------ DATA FOR THIS TASK
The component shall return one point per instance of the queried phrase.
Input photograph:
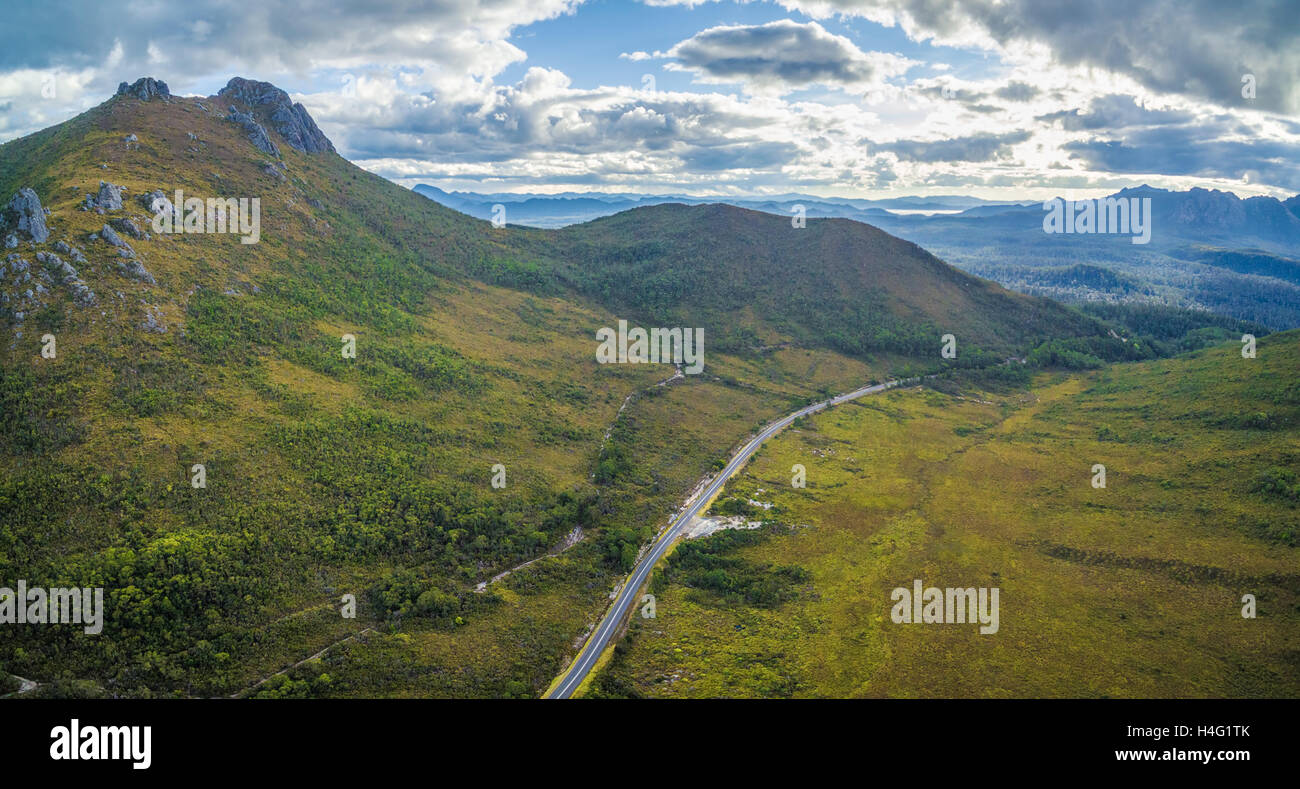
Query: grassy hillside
(372, 476)
(1130, 590)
------------
Copy the lines above word for word, leaving out the pictures.

The component shall return one point per instance of the queried phrase.
Input photograph:
Query: grassy hillside
(372, 476)
(1130, 590)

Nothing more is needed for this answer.